* TASK INSTRUCTIONS
Lines with the string "bird" must each be copied from the listing.

EXCERPTED RECORDS: Begin

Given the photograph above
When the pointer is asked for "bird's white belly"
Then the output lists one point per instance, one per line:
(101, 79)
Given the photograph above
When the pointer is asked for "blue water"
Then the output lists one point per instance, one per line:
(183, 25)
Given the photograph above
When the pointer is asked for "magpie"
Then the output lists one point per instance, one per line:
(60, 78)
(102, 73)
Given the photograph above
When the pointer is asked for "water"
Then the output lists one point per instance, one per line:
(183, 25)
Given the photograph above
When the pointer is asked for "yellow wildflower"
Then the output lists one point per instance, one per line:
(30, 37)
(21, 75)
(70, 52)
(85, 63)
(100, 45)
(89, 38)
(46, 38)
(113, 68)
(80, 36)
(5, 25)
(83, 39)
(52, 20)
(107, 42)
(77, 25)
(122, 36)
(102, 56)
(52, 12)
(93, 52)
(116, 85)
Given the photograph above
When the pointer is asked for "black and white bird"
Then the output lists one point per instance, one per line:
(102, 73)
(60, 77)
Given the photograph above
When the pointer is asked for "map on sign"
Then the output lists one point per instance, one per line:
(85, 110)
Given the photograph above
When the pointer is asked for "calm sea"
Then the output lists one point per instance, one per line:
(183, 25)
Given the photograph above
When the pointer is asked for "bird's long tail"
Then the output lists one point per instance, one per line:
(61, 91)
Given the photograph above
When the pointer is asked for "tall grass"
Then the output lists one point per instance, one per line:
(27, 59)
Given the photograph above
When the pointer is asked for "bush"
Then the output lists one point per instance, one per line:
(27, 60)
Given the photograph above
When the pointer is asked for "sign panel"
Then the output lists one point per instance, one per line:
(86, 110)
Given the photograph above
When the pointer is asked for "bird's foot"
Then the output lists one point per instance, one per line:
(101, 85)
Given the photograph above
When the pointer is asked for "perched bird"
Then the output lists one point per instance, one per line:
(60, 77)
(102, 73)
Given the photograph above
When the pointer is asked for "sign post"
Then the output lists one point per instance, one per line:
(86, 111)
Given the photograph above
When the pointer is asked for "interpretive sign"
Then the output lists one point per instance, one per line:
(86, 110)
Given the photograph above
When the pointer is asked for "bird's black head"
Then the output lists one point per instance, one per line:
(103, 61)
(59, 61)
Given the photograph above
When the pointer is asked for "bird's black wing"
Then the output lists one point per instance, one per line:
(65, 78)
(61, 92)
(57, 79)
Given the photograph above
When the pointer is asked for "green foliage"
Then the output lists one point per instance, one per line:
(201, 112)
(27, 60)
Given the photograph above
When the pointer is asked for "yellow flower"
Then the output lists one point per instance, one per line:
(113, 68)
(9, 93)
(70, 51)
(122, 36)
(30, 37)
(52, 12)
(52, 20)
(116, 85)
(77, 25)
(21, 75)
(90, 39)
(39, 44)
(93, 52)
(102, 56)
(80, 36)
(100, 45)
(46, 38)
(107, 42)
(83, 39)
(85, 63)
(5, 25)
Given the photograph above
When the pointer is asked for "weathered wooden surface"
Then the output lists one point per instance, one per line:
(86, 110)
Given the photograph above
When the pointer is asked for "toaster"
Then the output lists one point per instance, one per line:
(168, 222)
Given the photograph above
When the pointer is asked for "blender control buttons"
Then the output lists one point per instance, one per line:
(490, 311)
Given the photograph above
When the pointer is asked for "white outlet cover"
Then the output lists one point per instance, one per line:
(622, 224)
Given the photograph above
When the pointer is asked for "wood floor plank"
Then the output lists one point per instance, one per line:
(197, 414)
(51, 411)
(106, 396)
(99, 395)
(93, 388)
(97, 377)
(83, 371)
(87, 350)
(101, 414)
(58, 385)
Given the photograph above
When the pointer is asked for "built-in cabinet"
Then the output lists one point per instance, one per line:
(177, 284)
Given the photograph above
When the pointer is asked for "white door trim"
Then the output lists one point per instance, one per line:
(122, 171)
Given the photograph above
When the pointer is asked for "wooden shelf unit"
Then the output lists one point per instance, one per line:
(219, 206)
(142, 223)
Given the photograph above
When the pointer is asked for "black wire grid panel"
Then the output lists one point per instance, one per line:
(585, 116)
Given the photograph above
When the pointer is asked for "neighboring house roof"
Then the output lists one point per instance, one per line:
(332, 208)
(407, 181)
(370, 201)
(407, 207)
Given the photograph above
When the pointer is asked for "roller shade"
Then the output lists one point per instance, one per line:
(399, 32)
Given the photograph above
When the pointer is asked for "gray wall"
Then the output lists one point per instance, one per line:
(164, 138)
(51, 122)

EXCERPTED RECORDS: End

* OUTPUT FOR THIS TASK
When the pointer is asked for "bird's white belly"
When the pointer is asked for "black and white bird"
When the pointer is asked for "bird's long tail"
When the pointer is asked for "bird's foot"
When the pointer is asked for "perched bird"
When the pointer is asked for "bird's black head"
When the pointer is asked for "bird's black wing"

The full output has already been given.